# Goal of the exercise:
Reproduce the entries below in full, word for word.

# Extracted entries:
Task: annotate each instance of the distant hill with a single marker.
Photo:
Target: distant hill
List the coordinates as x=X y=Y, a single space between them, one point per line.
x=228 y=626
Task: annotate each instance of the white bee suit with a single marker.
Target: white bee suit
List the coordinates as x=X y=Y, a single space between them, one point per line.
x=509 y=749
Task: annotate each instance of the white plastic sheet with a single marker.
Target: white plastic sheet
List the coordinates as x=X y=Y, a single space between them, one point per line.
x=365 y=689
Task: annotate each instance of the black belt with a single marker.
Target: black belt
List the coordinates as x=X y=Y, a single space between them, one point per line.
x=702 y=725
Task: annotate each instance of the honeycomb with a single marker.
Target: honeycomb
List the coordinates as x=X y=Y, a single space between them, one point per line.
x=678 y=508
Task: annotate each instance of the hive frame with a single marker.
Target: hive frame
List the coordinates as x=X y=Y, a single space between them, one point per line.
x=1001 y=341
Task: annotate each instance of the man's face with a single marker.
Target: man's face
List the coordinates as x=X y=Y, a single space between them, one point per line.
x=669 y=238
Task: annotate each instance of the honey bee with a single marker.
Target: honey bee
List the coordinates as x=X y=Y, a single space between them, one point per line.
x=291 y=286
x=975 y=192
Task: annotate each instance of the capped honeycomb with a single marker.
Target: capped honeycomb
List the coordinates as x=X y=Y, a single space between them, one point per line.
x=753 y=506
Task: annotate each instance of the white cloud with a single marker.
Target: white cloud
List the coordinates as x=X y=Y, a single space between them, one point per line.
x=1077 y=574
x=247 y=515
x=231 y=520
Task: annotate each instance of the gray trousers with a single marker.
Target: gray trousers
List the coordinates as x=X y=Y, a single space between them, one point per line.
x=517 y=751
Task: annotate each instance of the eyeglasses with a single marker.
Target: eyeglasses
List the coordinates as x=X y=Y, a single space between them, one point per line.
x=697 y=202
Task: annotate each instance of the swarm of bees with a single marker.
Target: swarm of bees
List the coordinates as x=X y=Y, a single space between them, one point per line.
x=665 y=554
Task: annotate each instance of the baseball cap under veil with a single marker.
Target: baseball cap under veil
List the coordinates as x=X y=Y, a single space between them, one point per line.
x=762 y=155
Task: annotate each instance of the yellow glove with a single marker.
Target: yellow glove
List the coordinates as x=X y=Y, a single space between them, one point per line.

# Result below:
Task: annotate each instance of the distant hill with a single marker.
Photo:
Target: distant hill
List the coordinates as x=X y=Y, a single space between them, one point per line.
x=228 y=626
Task: annotate each instance of the white bee suit with a single marker.
Target: white bee suit
List the coordinates as x=X y=Y, a single space between them, one point per line.
x=509 y=749
Task: annotate each instance of the white plastic sheet with a single marker.
Target: white plastic sheet
List the coordinates as x=X y=Y, a single space between them, one point per line.
x=365 y=689
Task: annotate each instance of the black belt with a single marker.
Target: black belt
List the coordinates as x=X y=Y, a single space between them, one point per line.
x=702 y=725
Task: annotate each instance of the honeycomb with a single marker.
Target: honeycomb
List the coordinates as x=X y=Y, a single space between them, one point per line.
x=678 y=508
Task: annotate each instance of the hive frame with a single marker.
Target: hive frame
List the coordinates as x=X y=Y, a single space between them, one point per line.
x=1001 y=341
Task: annotate each instance of the man's face with a single marker.
Target: man's face
List the coordinates as x=X y=Y, a single space between them, one point per line.
x=669 y=238
Task: annotate each instance of the honey bee with a single marker.
Target: honey bee
List the coordinates as x=X y=Y, a single space between them, one point per line.
x=291 y=286
x=975 y=192
Task: annotate each instance of the capped honeycomb with a single marker.
Target: capped honeycomb
List the coordinates as x=X y=Y, a single space between them, one point per line.
x=753 y=506
Task: annotate each instance of the white cloud with a single marker.
Target: white cloud
List the coordinates as x=X y=Y, a single space between them, one point per line.
x=1077 y=574
x=247 y=515
x=231 y=520
Task: annotate each instance of the gray trousers with a single marker.
Target: gray trousers
List the coordinates as x=X y=Y, a single space between them, one point per line.
x=517 y=751
Task: annotate each instance of the eyeglasses with a single marker.
Target: eyeglasses
List the coordinates as x=X y=Y, a single space between them, one point per line.
x=697 y=202
Task: annotate each instance of the swarm of bees with a single marker.
Target: swarm of bees
List the coordinates as x=X y=Y, a single space between them, one point per line.
x=665 y=554
Task: annotate each instance of the baseball cap under veil with a single marker.
Target: baseball cap under veil
List the coordinates as x=X y=Y, a single space between them, one point per line.
x=762 y=155
Task: annotate each instance of the yellow glove with a single marker.
Target: yellow glove
List the coordinates as x=X y=Y, a single space between them, one point per line.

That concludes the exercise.